Page excerpt
********
The program was founded in 1974 by Ian Hodkinson, now professor emeritus, who proposed and campaigned for the program and obtained federal funding. It launched with streams in fine arts and artifacts.

Prof. Hill lauds the “ongoing increase in science literacy of students in the program and the ability to undertake complicated technical analysis.” An “outstanding” component of the program is that students in conservation science streams complete a research thesis, while those in treatment streams must identify their specialization and execute a major research project. 

A current student, John Habib, has an undergrad in chemistry from Queen’s and is doing a technical analysis of materials used in a Coptic Egyptian manuscript from the 18th century. “He really amplifies the best of what is involved in art conservation,” Prof. Hill says, “in that it truly is an intersection of arts and science.”


 

  • Woman wearing protective gloves as she handles a piece of artwork she is working on conserving

    SallyKim

Sally Gunhee Kim has done a lot in the years since she left Queen’s. 

Ms. Kim (Artifacts Conservation, MAC’19) already had a BA in physical chemistry and visual arts from Brown University, the Ivy League campus in Rhode Island.
********
Problems
[a] Using the conservation program excerpt, decide whether each statement agrees with it, answering yes or no and quoting the words that settle it: (i) The program was founded in 1974. (ii) Students in treatment streams complete a research thesis. (iii) Sally Gunhee Kim earned her BA at Queen's.
[b] Reproduce the part of the conservation program excerpt that opens with the words containing "A current student, John" and closes with "in Rhode Island.".
[c] According to the conservation program excerpt, what subject did John Habib study as an undergraduate, and at which school?
********
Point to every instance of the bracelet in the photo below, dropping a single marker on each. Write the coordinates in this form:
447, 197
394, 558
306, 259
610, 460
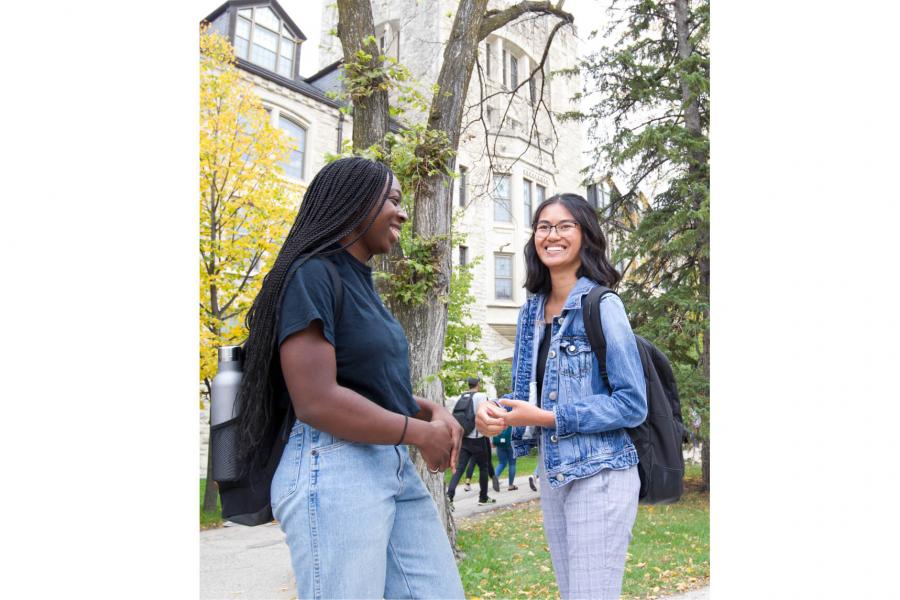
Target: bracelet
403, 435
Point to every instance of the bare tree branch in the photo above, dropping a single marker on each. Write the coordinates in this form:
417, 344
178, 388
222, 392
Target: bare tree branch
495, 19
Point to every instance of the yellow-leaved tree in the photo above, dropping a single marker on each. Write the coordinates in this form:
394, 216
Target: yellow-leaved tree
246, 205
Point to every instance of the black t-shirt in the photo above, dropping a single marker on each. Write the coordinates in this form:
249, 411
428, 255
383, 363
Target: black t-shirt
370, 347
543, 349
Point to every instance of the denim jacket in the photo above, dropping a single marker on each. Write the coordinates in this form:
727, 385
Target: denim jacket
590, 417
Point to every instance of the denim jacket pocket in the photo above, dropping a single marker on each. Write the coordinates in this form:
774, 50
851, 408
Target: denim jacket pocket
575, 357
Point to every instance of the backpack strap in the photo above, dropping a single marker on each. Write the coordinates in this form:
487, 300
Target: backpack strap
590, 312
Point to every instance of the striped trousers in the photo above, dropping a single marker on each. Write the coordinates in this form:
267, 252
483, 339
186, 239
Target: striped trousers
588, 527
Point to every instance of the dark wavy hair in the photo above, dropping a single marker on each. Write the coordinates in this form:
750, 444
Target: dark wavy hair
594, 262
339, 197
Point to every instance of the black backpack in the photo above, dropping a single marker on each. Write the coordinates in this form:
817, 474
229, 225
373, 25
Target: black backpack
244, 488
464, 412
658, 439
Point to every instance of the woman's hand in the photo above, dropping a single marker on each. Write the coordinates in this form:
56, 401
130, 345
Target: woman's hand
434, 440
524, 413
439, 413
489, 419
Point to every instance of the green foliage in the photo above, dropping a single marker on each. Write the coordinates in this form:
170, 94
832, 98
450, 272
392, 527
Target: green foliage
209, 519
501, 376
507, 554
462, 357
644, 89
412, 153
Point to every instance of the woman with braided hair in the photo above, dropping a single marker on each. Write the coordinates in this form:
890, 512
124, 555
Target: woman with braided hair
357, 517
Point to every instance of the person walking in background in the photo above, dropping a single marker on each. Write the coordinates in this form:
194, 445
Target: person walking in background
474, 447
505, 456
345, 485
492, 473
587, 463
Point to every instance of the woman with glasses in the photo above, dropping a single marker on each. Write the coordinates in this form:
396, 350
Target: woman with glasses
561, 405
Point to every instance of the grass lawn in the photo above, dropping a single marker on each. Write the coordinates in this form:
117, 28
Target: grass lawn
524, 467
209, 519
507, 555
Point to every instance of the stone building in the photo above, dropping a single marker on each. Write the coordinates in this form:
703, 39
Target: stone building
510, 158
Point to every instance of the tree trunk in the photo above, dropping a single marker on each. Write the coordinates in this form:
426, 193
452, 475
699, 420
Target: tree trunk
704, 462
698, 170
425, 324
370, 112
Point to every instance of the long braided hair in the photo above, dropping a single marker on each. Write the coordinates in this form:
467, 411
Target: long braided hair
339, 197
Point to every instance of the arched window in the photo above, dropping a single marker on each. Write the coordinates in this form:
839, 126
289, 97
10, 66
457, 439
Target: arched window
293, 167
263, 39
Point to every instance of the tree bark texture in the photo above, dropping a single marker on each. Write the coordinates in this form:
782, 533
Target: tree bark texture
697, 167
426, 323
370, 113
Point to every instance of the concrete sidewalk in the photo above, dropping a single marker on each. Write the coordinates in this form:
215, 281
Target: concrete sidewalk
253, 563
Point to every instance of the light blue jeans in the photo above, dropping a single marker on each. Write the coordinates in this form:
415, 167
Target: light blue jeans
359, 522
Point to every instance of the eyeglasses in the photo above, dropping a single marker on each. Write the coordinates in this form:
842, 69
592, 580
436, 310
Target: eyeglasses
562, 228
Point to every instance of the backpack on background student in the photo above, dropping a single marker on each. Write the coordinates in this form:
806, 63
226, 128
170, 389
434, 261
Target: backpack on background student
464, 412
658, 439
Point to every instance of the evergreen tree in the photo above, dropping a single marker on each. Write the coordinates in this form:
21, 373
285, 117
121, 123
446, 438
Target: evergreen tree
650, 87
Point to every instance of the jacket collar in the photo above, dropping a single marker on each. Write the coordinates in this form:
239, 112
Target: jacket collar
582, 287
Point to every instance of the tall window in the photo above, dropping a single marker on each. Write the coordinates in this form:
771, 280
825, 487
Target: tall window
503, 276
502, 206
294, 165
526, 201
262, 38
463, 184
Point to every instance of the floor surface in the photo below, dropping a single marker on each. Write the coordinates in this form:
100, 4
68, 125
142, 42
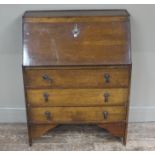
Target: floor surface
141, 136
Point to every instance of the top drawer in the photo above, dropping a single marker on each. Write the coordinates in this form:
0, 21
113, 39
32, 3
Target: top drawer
********
Solutions for each task
[a]
(i) Yes: "The program was founded in 1974 by Ian Hodkinson"
(ii) No: "while those in treatment streams must identify their specialization and execute a major research project"
(iii) No: "a BA in physical chemistry and visual arts from Brown University"

[b]
A current student, John Habib, has an undergrad in chemistry from Queen’s and is doing a technical analysis of materials used in a Coptic Egyptian manuscript from the 18th century. “He really amplifies the best of what is involved in art conservation,” Prof. Hill says, “in that it truly is an intersection of arts and science.”


 

  • Woman wearing protective gloves as she handles a piece of artwork she is working on conserving

    SallyKim

Sally Gunhee Kim has done a lot in the years since she left Queen’s. 

Ms. Kim (Artifacts Conservation, MAC’19) already had a BA in physical chemistry and visual arts from Brown University, the Ivy League campus in Rhode Island.

[c] Chemistry, at Queen's.